Please rewrite the material from the line containing "Note: spot the clapping" through the end of the material as a JSON list of strings, one string per line, leaving out blank lines.

LISTED ENTRIES:

──────

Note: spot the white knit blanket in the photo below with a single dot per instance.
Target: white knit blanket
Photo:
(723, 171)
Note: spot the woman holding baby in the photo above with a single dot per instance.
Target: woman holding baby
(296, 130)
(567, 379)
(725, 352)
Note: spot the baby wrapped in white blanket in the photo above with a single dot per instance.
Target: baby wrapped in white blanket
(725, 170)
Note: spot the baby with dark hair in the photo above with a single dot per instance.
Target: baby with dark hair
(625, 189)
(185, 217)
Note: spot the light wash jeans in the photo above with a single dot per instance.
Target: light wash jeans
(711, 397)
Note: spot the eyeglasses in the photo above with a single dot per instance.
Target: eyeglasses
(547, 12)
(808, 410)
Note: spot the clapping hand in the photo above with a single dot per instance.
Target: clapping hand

──────

RESULT BELOW:
[
  "Note: spot the clapping hand in the photo above with a single dot per instance.",
  "Target: clapping hand"
]